Prompt: Retype the entries below without any change.

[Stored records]
▼

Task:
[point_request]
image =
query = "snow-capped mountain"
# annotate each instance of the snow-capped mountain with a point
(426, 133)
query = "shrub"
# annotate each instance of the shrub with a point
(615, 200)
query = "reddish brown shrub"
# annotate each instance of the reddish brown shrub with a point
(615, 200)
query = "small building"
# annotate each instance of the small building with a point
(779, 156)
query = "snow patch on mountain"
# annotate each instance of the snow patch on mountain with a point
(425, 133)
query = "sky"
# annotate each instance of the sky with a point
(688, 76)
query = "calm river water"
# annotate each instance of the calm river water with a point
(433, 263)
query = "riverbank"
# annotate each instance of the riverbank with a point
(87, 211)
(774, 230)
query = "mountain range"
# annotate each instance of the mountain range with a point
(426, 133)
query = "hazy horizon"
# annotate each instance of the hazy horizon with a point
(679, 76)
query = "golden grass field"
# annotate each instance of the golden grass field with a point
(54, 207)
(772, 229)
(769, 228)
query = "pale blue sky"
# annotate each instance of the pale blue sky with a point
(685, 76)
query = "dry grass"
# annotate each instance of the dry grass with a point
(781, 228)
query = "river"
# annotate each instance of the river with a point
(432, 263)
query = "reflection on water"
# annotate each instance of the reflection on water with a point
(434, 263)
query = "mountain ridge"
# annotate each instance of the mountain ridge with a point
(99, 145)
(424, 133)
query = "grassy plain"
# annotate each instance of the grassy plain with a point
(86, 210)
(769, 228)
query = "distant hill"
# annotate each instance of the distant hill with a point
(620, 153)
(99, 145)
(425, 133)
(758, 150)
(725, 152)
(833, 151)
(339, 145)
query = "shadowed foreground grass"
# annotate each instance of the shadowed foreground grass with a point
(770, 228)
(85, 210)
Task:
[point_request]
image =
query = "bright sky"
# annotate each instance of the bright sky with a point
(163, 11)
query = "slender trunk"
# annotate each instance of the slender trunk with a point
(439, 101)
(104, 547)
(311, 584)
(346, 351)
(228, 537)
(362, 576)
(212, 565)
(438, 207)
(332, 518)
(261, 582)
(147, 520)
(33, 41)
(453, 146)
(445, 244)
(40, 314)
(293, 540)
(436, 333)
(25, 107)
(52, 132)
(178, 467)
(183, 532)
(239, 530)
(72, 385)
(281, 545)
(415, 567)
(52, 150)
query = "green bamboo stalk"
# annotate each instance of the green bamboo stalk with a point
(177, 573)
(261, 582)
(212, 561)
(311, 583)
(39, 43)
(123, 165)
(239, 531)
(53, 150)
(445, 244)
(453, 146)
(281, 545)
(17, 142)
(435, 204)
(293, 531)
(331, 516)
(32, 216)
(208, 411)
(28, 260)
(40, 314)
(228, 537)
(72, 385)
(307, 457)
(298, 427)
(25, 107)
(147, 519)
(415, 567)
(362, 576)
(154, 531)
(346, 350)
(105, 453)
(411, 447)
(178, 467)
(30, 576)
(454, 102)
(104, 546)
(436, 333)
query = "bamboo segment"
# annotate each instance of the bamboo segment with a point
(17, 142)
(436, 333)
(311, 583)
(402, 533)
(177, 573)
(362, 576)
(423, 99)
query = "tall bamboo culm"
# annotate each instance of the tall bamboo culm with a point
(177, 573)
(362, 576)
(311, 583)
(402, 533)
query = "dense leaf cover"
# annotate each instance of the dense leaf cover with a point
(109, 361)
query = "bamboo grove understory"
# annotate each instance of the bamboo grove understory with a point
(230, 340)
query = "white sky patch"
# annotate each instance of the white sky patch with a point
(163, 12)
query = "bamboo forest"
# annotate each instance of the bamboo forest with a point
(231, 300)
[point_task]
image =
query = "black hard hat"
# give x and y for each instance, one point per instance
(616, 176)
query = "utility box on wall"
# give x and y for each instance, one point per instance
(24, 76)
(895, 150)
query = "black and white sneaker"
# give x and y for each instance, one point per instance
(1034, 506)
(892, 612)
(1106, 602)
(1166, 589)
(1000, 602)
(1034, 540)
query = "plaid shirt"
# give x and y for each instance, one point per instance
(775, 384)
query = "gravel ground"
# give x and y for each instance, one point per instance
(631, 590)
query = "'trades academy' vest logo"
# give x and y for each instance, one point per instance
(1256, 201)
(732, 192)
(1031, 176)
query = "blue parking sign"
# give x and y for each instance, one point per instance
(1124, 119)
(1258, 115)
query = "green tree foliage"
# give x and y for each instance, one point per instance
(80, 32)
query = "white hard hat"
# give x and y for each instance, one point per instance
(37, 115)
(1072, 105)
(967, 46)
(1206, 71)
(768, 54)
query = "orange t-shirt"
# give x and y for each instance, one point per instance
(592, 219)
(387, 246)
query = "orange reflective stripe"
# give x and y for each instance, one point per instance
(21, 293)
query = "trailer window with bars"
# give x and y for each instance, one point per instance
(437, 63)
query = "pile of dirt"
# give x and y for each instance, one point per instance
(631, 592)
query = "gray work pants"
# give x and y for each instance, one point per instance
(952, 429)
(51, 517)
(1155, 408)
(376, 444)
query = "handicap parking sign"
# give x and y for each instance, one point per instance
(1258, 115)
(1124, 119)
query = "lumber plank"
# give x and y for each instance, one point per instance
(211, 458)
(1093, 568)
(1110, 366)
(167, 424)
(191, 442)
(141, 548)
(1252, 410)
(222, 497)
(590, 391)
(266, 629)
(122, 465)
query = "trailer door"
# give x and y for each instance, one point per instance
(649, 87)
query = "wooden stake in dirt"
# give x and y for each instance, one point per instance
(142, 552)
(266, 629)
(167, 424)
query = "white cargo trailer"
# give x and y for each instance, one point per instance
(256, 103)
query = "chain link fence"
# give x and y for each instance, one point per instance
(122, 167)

▲

Answer box:
Task:
[point_request]
image =
query = "snow-capped mountain"
# annotate each instance of the snow-capped mountain with a point
(426, 133)
query = "shrub"
# annotate each instance of the shrub with a point
(615, 200)
query = "reddish brown shrub"
# annotate each instance of the reddish brown shrub with a point
(615, 200)
query = "small building"
# annotate each instance of the small building with a point
(779, 156)
query = "snow patch on mountain"
# annotate each instance of the snow patch on mountain with a point
(425, 133)
query = "sky"
# annotate each instance of the sky with a point
(688, 76)
query = "calm river water"
# annotate each instance of the calm river water with a point
(433, 263)
query = "riverbank"
# annotate each instance of the riverbank with a point
(87, 211)
(774, 230)
query = "mountain range"
# annotate each instance of the mountain range with a point
(426, 133)
query = "hazy horizon"
# annotate each instance of the hazy horizon with a point
(679, 76)
query = "golden grass field"
# annotate each instance of the golden grass field with a point
(54, 207)
(772, 229)
(769, 228)
query = "pale blue sky"
# annotate each instance of the pale blue sky with a point
(685, 76)
query = "dry grass"
# annotate each instance of the dry grass with a point
(781, 228)
query = "river"
# annotate each instance of the river with a point
(432, 263)
query = "reflection on water"
# annotate each instance of the reflection on water with a point
(434, 263)
query = "mountain ridge"
# annotate each instance of the mountain ridge with a point
(99, 145)
(424, 133)
query = "grassy plain"
# annotate each instance of the grassy plain with a point
(86, 210)
(769, 228)
query = "distant hill"
# annotate each instance of the distant hill with a point
(620, 153)
(99, 145)
(425, 133)
(758, 150)
(725, 152)
(833, 151)
(339, 145)
query = "shadowed foreground grass"
# annotate each instance of the shadowed foreground grass with a point
(770, 228)
(85, 210)
Task:
[point_request]
image =
query = "bright sky"
# annotate each instance of the bright sky with a point
(163, 11)
query = "slender trunk"
# annotate each instance of the slender trunk with a point
(439, 101)
(104, 547)
(311, 584)
(346, 351)
(228, 537)
(362, 576)
(212, 565)
(438, 207)
(332, 518)
(261, 582)
(147, 520)
(33, 41)
(453, 146)
(445, 244)
(40, 314)
(293, 540)
(436, 333)
(25, 107)
(52, 132)
(178, 467)
(183, 532)
(239, 530)
(72, 385)
(281, 545)
(415, 567)
(52, 150)
query = "green bamboo stalk"
# annotate each instance of the green bamboo stalk with a point
(177, 573)
(261, 582)
(212, 561)
(311, 583)
(39, 43)
(123, 165)
(239, 531)
(53, 150)
(445, 244)
(453, 146)
(281, 545)
(17, 142)
(435, 204)
(293, 531)
(331, 516)
(32, 216)
(208, 411)
(28, 260)
(40, 314)
(228, 537)
(72, 385)
(307, 457)
(298, 427)
(25, 107)
(147, 519)
(415, 567)
(362, 576)
(154, 531)
(346, 350)
(105, 453)
(411, 447)
(178, 467)
(30, 576)
(454, 102)
(104, 546)
(436, 333)
query = "bamboo segment"
# annotate each instance of the bamboo segment with a point
(17, 142)
(436, 333)
(311, 583)
(402, 533)
(177, 573)
(362, 576)
(423, 99)
query = "tall bamboo culm"
# annotate each instance of the tall bamboo culm with a point
(177, 573)
(362, 576)
(311, 583)
(402, 533)
query = "dense leaf cover"
# annotate each instance of the dense leaf cover with a point
(109, 361)
query = "bamboo grove understory"
# annotate each instance of the bamboo grove understory with a point
(230, 340)
query = "white sky patch"
# annotate each instance of the white sky patch with a point
(163, 12)
query = "bamboo forest"
# annotate each instance of the bamboo forest with a point
(231, 300)
[point_task]
image =
query = "black hard hat"
# give x and y for each instance, one point per instance
(616, 176)
query = "utility box on wall"
# give x and y for each instance, one point per instance
(24, 76)
(895, 150)
query = "black and white sneaker"
# give x and y for each instance, one point per instance
(1034, 506)
(892, 612)
(1106, 602)
(1166, 589)
(1000, 602)
(1034, 540)
query = "plaid shirt"
# give x and y for each instance, one point per instance
(775, 384)
query = "gravel ground"
# give x and y for each instance, one point per instance
(631, 590)
query = "'trades academy' vest logo"
# give x and y for each instance, one point per instance
(1256, 201)
(732, 192)
(1031, 176)
query = "blue parking sign"
# give x and y for each instance, one point per instance
(1124, 119)
(1258, 115)
query = "green tree foliage"
# give x and y for each instance, one point per instance
(80, 32)
query = "white hard hat"
# give x and y for each instance, one point per instance
(37, 115)
(1072, 105)
(967, 46)
(1206, 71)
(768, 54)
query = "orange t-shirt"
# give x and y for each instance, one point per instance
(592, 219)
(387, 246)
query = "orange reflective stripe"
# give x and y for each instance, one point per instance
(21, 293)
query = "trailer window with bars"
# give x and y for each instance, one point per instance
(437, 63)
query = "pile of dirt"
# give x and y for each instance, one point per instance
(631, 592)
query = "gray work pants"
# give x and y for each instance, one point per instance
(952, 429)
(51, 517)
(1155, 408)
(376, 444)
query = "handicap parking sign"
# give x and y for each instance, one point per instance
(1258, 115)
(1124, 119)
query = "lumber plank"
# give x and y for each instance, one point per instance
(211, 458)
(1093, 568)
(1110, 366)
(167, 424)
(191, 442)
(141, 548)
(1252, 410)
(222, 497)
(590, 391)
(266, 629)
(122, 465)
query = "trailer door"
# give x and y for each instance, one point per instance
(649, 87)
query = "wooden stake in dirt"
# give x and y for each instance, one point per instance
(142, 552)
(266, 629)
(167, 424)
query = "white cargo trailer"
# give x and y for each instance, one point per instance
(256, 103)
query = "chain link fence"
# give x and y for each instance, one point per instance
(122, 167)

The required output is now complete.